Labeled point records:
______________________________

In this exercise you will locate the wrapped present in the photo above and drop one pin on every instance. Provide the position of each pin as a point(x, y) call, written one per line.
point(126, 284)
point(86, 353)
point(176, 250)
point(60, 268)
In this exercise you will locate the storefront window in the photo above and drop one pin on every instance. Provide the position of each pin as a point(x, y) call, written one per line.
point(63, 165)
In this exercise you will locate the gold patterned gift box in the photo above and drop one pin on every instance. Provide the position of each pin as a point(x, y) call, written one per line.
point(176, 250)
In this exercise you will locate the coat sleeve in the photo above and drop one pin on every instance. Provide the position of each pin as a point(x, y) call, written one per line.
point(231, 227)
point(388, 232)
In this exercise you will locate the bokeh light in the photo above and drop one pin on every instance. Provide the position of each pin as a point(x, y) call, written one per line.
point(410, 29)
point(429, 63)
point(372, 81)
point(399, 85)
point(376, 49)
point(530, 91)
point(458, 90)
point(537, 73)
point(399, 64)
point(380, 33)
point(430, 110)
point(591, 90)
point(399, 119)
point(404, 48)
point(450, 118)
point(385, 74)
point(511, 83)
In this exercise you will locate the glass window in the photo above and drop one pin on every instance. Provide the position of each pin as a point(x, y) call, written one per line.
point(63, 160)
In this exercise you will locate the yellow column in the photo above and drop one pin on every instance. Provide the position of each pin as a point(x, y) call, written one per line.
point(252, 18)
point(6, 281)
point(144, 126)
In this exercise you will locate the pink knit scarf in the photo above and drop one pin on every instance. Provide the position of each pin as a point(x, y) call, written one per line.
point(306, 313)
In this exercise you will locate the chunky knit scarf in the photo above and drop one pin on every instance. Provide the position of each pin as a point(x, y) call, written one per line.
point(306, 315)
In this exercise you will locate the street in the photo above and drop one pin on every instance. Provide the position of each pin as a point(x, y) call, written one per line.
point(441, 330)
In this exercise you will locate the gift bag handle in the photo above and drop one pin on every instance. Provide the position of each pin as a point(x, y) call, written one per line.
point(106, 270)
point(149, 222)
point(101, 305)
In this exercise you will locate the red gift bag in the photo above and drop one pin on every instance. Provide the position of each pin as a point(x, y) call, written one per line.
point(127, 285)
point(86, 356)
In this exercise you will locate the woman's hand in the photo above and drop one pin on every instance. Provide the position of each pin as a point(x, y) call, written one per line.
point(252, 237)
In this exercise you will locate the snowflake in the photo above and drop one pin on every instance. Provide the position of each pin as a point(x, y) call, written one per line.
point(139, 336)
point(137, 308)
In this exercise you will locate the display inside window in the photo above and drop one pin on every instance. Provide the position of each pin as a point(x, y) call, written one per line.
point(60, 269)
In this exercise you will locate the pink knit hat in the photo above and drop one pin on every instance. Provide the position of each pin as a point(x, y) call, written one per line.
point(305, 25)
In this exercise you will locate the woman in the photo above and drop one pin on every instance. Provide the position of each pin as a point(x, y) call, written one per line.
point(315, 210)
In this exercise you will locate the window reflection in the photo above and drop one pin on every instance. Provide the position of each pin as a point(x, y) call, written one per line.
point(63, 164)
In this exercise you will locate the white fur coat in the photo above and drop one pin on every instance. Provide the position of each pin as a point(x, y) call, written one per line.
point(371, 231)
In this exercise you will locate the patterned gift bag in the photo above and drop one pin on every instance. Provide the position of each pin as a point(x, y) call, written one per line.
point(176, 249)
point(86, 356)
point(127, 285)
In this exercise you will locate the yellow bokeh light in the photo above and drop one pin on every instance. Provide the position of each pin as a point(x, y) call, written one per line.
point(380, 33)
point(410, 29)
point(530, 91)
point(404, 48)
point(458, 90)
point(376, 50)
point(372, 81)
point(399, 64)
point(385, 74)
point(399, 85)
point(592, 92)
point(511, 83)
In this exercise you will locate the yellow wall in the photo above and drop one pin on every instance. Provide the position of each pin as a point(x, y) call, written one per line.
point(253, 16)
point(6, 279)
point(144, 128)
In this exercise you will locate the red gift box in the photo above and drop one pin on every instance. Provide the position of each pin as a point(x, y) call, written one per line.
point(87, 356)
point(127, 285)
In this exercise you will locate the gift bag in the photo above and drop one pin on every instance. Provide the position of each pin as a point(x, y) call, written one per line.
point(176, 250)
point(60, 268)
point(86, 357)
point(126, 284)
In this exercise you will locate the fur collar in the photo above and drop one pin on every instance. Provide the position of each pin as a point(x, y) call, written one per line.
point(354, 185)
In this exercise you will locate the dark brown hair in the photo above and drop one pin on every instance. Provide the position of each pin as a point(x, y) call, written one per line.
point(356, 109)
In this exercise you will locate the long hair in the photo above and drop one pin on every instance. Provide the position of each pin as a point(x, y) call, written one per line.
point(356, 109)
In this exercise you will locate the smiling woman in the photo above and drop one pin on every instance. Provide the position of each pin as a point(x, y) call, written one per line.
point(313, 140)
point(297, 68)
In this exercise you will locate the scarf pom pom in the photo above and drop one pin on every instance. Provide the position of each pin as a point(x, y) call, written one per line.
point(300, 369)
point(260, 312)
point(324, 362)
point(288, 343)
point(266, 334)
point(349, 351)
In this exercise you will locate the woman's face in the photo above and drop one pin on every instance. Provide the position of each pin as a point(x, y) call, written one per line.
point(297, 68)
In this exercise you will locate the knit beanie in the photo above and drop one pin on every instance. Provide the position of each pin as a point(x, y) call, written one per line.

______________________________

Recast every line of the data above as a numbered list, leaving out any blank lines.

▸ **FINISHED TASK**
1. In this exercise you will locate the wrapped present in the photo above and drop one pin on every instance. Provide the position of each pin as a point(x, y) call, written one per line.
2. point(126, 284)
3. point(86, 353)
4. point(176, 250)
5. point(60, 268)
6. In this exercise you will locate the storefront window in the photo above and drop one pin on every instance. Provide the position of each pin as a point(x, y) call, written one per line.
7. point(63, 165)
8. In this exercise you will locate the gold patterned gift box in the photo above and drop one pin on every instance. Provide the position of each pin as a point(x, y) call, written one per line.
9. point(176, 250)
10. In this exercise you will locate the coat sleeve in the photo above and drop one pin on every instance. Provide the position of each pin as a point(x, y) call, written one per line.
11. point(231, 227)
12. point(388, 232)
13. In this exercise you will locate the bokeh light in the photo above and drop one pin on every instance. Provide the position of each pin as a point(x, y) call, written one per line.
14. point(410, 29)
15. point(429, 63)
16. point(372, 81)
17. point(399, 85)
18. point(376, 49)
19. point(530, 91)
20. point(458, 90)
21. point(537, 73)
22. point(399, 64)
23. point(380, 33)
24. point(430, 110)
25. point(591, 90)
26. point(399, 119)
27. point(404, 48)
28. point(450, 118)
29. point(385, 74)
30. point(511, 83)
31. In this exercise you will locate the glass window in the photo above and drop one pin on every instance. Provide the position of each pin as a point(x, y) call, written one per line.
32. point(63, 160)
33. In this exercise you will locate the yellow column in the photo above and drop one pin on every instance. Provide the position of each pin as a point(x, y) call, written one per line.
34. point(252, 18)
35. point(6, 281)
36. point(144, 126)
37. In this exercise you will locate the pink knit scarf in the photo above and drop one pin on every instance. Provide the position of each pin as a point(x, y) call, written one per line.
38. point(306, 313)
39. In this exercise you will locate the chunky knit scarf in the photo above and drop one pin on every instance. Provide the position of each pin as a point(x, y) call, written one per line.
40. point(306, 315)
41. In this exercise you will locate the street in the photo above and drop one pin on every instance. Provide the position of each pin as a point(x, y) call, written one per line.
42. point(441, 330)
43. In this exercise you will locate the gift bag handle in the photo above and drop one pin on every instance. Provide the position of each pin as a point(x, y) call, written one per line.
44. point(106, 270)
45. point(149, 222)
46. point(101, 305)
47. In this exercise you will locate the red gift bag in the photo above and drop one pin on every instance. Provide the position of each pin as a point(x, y) call, written one per line.
48. point(127, 285)
49. point(86, 356)
50. In this exercise you will locate the woman's hand in the photo above and drop one pin on every instance. Provide the position of each pin as a point(x, y) call, written one per line.
51. point(252, 237)
52. In this exercise you will locate the snowflake in the photo above and drop one pin on every instance. Provide the position of each pin as a point(x, y) call, written one per line.
53. point(139, 336)
54. point(137, 308)
55. In this exercise you will locate the display inside window in the photo above and drop one pin on every instance. Provide the position of each pin as a point(x, y) call, written one per line.
56. point(60, 269)
57. In this exercise you will locate the pink knit hat in the photo above and drop one pin on every instance. Provide the position of each pin as a point(x, y) call, written one per line.
58. point(305, 25)
59. In this exercise you will locate the woman in the photo above and drop one pin on every instance. Provide the position of each pin as a point(x, y) call, written one per line.
60. point(315, 210)
61. In this exercise you will locate the window reflection in the photo above and drop one pin on every instance. Provide the position of each pin as a point(x, y) call, written one per line.
62. point(63, 164)
63. In this exercise you will locate the white fur coat in the photo above and drop one pin on every instance. Provide the position of each pin as a point(x, y) call, written one per line.
64. point(371, 231)
65. In this exercise you will locate the patterned gift bag in the photo above and drop one pin on every instance. Provide the position of each pin as a point(x, y) call, written one per line.
66. point(176, 249)
67. point(86, 356)
68. point(127, 285)
69. In this exercise you will locate the yellow bokeh light in the photo above and drop one pin on every instance. Provide the position of each pin as a point(x, y) call, written one per line.
70. point(380, 33)
71. point(410, 29)
72. point(530, 91)
73. point(404, 48)
74. point(458, 90)
75. point(376, 50)
76. point(372, 81)
77. point(399, 64)
78. point(385, 74)
79. point(399, 85)
80. point(592, 92)
81. point(511, 83)
82. In this exercise you will locate the yellow wall in the photo above and drop one pin on every instance. Provide the position of each pin as a point(x, y) call, written one per line.
83. point(253, 16)
84. point(6, 279)
85. point(144, 128)
86. In this exercise you will locate the red gift box in the photo above and drop one pin on every instance. Provide the position of each pin as a point(x, y) call, written one per line.
87. point(87, 356)
88. point(127, 285)
89. In this exercise you will locate the gift bag in the photo above and drop one pin on every instance. Provide the position of each pin as a point(x, y) call, written one per line.
90. point(176, 250)
91. point(60, 268)
92. point(86, 357)
93. point(126, 284)
94. In this exercise you will locate the fur collar in the photo above and drop one pin on every instance. Provide the position of each pin as a point(x, y) call, written one per line.
95. point(354, 185)
96. In this exercise you will locate the dark brown hair in the photo above and drop one pin on every instance. Provide the position of each pin as a point(x, y) call, written one per line.
97. point(356, 109)
98. In this exercise you will locate the long hair in the photo above and drop one pin on every instance. Provide the position of each pin as a point(x, y) call, written one per line.
99. point(356, 109)
100. In this exercise you will locate the smiling woman in the photo above and drop one pin on every instance. Provide the position of each pin as a point(x, y) call, written one per line.
101. point(313, 140)
102. point(297, 68)
103. In this exercise you will locate the scarf pom pom in the photo above and drop one pin on every instance. Provide the position of each pin as a point(x, y) call, written one per line.
104. point(300, 369)
105. point(260, 312)
106. point(324, 362)
107. point(288, 343)
108. point(266, 334)
109. point(349, 351)
110. In this exercise you will locate the woman's face in the photo above and drop one pin on every instance. Provide the position of each pin as a point(x, y) call, written one per line.
111. point(297, 68)
112. In this exercise you will locate the knit beanie in the photo above and drop one pin on every instance. Provide the position of each pin as a point(x, y) call, written one per line.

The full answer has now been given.